Page excerpt.
· · · · ·

Although now we are well past the 'trial and error period and I believe most officers at passport control now have a mediocre knowledge, also now things have settled down and they seem to have stopped moving the goal post rules on how the Schengen visa should actually be used, it's not too bad, but most complaints are coming from holiday home owners who don't seem to be able to work out some simple maths of how long they can stay or how long they need to be out of the country before being eligible to return, then again most of their problems is also and simply because of being 'tight' and not wanting to fork out for either a extended visa or residents permit, although the RP does have stipulations in that which makes it a no go for most people.

But back to Egypt, contrary to what is said above with Egypt's new system and requirement, I can see that it is going to make life difficult for some people but also help to keep more track on who is coming into the country.

But I suppose like most things in life, we don't like change and just want to plod along the way we have done for a long time in a system which worked 'for us'


----------



## hurghadapat

Phil-H said:


> I dare say and it has been said/mentioned before (not on this forum) if Turkey actually wants to restrict the flow of people or just use their e-visa system as a cash cow.

· · · · ·

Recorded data
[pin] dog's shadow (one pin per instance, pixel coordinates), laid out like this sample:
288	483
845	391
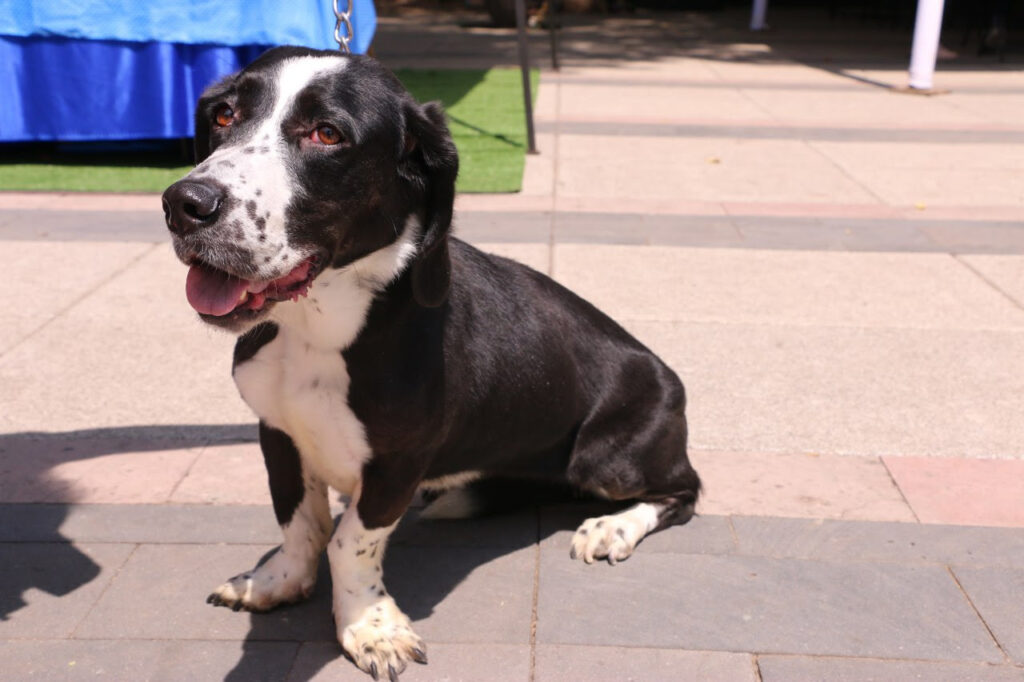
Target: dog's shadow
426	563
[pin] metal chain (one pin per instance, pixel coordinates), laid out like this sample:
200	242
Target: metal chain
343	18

· · · · ·

Goal. Continue the forum discussion of visa rules from its last line, keeping the same casual posting style.

Task response.
> 
> Although now we are well past the 'trial and error period and I believe most officers at passport control now have a mediocre knowledge, also now things have settled down and they seem to have stopped moving the goal post rules on how the Schengen visa should actually be used, it's not too bad, but most complaints are coming from holiday home owners who don't seem to be able to work out some simple maths of how long they can stay or how long they need to be out of the country before being eligible to return, then again most of their problems is also and simply because of being 'tight' and not wanting to fork out for either a extended visa or residents permit, although the RP does have stipulations in that which makes it a no go for most people.
> 
> But back to Egypt, contrary to what is said above with Egypt's new system and requirement, I can see that it is going to make life difficult for some people but also help to keep more track on who is coming into the country.
> 
> But I suppose like most things in life, we don't like change and just want to plod along the way we have done for a long time in a system which worked 'for us'


I don't quite get why people are saying that it will stop tourists coming to Egypt.I have just recently returned from a trip to New York and to be able to enter the USA i had to fill in a lengthy on-line form for my ESTA (was able to bypass having to apply for a visa as i have a bio-metric passport) at Heathrow i had to have a photo taken of the iris in my eye,on arrival in the USA i had to have the photo taken again plus had my finger prints taken and had to fill in an embarkation form which had to handed in to the immigration people.I was lucky as was one of the first ones through but as you can imagine all this having to be done for every passenger a wait of 2+ hrs is not uncommon.....does this put people off going to the USA,i don't think so,so why should having to apply for a visa put tourists off.What does put people off is the constant hassle and being well and truly ripped off from the moment they set foot in the country.Have fixed prices in the shops and get rid of the all inclusive hotels and give everyone a bite of the cherry then maybe the sellers would not hassle them to death trying to grab what little bit of business there is.Also don't forget every tourist who has gone through all of this hassle goes home and immediately tells all friends and family what has happened....not exactly what you wish to hear if contemplating a holiday to Egypt
is it.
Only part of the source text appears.